:: Aim ::
Write the next part of the text on leader–follower MAV flight with only on-board sensing, picking up after its last sentence.

:: Page text ::
4.4.2 Leader–follower flight with only on-board measurements

We now demonstrate the workings of the proposed methods in this paper when only on-board sensing is used. In this set-up, the follower MAV does not use any MCS information. Instead, the velocity information comes from Lucas–Kanade optical flow measurements while the height is derived from the on-board ultrasonic sensor. Similarly, the leader MAV directly communicates optical flow velocities and ultrasonic height measurements (along with accelerations and yaw rate from the IMU) to the follower MAV for use in the relative localization filter. The MCS is only used to log ground truth data and for the leader to safely fly its trajectory. No MCS data is used by the follower at all. Again, \(200~\mathrm{s}\) of leader–follower flight with full on-board sensing took place successfully and will be analyzed here.

The trajectory of the follower with respect to the delayed leader’s trajectory is compared in Figs. 22 and 23. Furthermore, another time composition for \(5~\mathrm{s}\) of flight where the follower is tracking the leader is given in Fig. 24.

The main qualitative difference with respect to the situation where the MCS was still used for velocity and height information is the fact that the follower’s trajectory appears less smooth. Otherwise, the performance seems qualitatively similar. The follower still appears to take ‘shortcuts’ with respect to the leader’s trajectory, although the increased disorder in the follower’s trajectory makes this less apparent.

Fig. 22
figure 22

Trajectory of leader and follower during experiment with only on-board sensing and processing

Fig. 23
figure 23

The trajectory of the follower in the a x- and b y-coordinate, compared to the delayed trajectory of the leader for the experiment with only on-board sensing

Fig. 24
figure 24

Time composition of overhead camera images of leader and follower MAV in time, for the experiment with only on-board sensing. Indicated in orange and marked by \(\mathbf {p_2}(t)\), is part of the leader’s trajectory. The leader’s final position is indicated by \(\mathbf {p_2}(t=0)\). Six points in time of the follower’s trajectory are indicated in the image. According to the control objective, \(\mathbf {p_1}(t=5)\) should equal \(\mathbf {p_2}(t=0)\) (Color figure online)

The tracking error distribution for the on-board sensing case is given in Fig. 25. The mean tracking error is \(50.8~\mathrm{cm}\) and the maximum error is \(1.47~\mathrm{m}\). The relative localization error is given in Fig. 26. Here, the mean error is \(22.6~\mathrm{cm}\) and the maximum error is \(75.8~\mathrm{cm}\), at maximum MAV distances up to \(5.2~\mathrm{m}\).

The performance when using only on-board sensing is very similar to when using the MCS for height and velocity data. This can be mainly attributed to the fact that the measurements that have been replaced (the height and velocity of both MAVs) are actually also accurately measured on-board.

The primary reason as to why the trajectory of the follower with on-board sensors still seems slightly more disordered is the fact that the follower has difficulty to accurately control its altitude when using only on-board sensing. The follower now purely relies on height measurements from its ultrasonic sensor. The update rate of this sensor is low, and in between measurements the follower uses (noisy) accelerometer data to update its height. This sometimes causes the follower to believe its altitude is different than it really is, causing it to rapidly ascend or descend. This takes up thrust, restricting the follower’s ability to maneuverer accurately in the horizontal plane due to thrust saturation.

:: Raw records ::
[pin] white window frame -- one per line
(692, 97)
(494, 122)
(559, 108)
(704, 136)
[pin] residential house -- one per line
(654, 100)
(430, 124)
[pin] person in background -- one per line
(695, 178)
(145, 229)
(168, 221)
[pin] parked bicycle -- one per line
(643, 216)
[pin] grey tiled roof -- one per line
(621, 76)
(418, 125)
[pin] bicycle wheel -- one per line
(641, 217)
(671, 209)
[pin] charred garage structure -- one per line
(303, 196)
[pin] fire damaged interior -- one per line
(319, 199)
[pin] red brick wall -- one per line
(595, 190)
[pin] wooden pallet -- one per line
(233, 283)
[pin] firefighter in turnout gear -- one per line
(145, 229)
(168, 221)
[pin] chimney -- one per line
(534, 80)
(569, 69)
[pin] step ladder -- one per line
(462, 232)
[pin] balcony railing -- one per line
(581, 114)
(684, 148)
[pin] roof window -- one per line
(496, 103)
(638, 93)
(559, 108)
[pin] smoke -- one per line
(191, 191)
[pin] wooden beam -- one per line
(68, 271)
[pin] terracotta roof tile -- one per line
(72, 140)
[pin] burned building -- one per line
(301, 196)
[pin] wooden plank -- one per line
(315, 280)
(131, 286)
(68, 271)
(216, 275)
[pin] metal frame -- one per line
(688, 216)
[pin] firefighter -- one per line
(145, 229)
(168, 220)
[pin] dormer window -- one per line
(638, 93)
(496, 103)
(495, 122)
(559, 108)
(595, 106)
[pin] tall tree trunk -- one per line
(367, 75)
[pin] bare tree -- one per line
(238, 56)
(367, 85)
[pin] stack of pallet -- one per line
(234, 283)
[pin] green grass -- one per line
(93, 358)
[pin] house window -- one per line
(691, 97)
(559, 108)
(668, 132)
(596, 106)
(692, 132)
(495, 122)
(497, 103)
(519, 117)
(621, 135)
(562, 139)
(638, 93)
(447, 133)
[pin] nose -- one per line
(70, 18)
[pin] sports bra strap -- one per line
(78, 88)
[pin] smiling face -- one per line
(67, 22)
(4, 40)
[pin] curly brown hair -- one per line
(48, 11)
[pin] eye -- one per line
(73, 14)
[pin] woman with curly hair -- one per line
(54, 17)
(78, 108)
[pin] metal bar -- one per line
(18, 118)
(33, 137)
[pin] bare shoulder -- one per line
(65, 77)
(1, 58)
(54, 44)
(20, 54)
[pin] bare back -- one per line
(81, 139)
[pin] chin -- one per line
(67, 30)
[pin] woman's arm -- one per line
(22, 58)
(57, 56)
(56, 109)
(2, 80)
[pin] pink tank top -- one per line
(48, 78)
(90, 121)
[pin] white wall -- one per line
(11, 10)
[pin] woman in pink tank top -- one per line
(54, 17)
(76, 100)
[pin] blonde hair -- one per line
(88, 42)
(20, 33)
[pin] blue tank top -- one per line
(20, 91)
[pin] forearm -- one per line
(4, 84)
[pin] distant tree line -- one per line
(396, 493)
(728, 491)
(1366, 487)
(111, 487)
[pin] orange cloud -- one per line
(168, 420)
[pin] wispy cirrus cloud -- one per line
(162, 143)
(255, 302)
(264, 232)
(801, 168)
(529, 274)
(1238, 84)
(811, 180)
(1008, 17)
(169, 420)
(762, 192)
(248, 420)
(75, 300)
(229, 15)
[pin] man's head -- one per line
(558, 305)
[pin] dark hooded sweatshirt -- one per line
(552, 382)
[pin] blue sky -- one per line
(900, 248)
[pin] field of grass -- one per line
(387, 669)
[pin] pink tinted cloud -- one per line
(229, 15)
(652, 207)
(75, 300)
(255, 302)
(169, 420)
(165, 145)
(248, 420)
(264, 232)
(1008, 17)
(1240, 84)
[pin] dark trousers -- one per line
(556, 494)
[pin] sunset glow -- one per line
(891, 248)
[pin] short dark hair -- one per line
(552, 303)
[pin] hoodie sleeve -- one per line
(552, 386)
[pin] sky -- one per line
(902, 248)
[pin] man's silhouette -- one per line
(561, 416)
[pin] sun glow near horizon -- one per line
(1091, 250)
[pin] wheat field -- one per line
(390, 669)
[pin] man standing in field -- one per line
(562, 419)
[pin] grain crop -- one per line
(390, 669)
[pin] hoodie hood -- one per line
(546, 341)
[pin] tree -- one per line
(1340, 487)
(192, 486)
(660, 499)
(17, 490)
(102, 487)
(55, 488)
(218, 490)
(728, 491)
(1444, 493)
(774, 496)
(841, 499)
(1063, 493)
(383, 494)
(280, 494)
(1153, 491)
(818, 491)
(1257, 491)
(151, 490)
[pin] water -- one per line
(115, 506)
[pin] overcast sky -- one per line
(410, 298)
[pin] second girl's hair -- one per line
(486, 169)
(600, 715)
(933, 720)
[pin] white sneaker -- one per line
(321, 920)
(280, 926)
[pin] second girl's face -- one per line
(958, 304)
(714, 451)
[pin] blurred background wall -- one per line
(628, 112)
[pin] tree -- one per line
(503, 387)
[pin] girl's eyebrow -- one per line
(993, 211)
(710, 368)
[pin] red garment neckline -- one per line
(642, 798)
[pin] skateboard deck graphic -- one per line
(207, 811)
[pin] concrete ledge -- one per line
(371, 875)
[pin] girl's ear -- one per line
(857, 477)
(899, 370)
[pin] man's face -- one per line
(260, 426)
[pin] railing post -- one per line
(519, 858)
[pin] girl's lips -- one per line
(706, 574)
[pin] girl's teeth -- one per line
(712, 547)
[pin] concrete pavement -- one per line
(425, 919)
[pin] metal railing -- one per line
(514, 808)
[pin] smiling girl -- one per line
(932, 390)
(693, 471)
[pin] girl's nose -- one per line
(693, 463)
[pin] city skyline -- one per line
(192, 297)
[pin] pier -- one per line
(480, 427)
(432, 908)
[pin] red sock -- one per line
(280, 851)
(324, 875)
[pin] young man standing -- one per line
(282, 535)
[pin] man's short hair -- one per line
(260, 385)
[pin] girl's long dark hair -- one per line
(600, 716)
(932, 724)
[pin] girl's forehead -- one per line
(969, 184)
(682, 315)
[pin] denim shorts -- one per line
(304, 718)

:: Task output ::
Fig. 25
figure 25

Histogram of the tracking error \(||\mathbf {e}||_2\) for the follower during experiment with only on-board sensing and processing

Fig. 26
figure 26

Histogram of the localization error for the follower during experiment with only on-board sensing and processing

4.5 Leader–follower flight with two followers

To demonstrate that the methods in this paper can also scale to more than one follower, the leader–follower flight is also performed with two follower MAVs instead of one. This is done both with MCS height and velocity data and with only on-board sensing.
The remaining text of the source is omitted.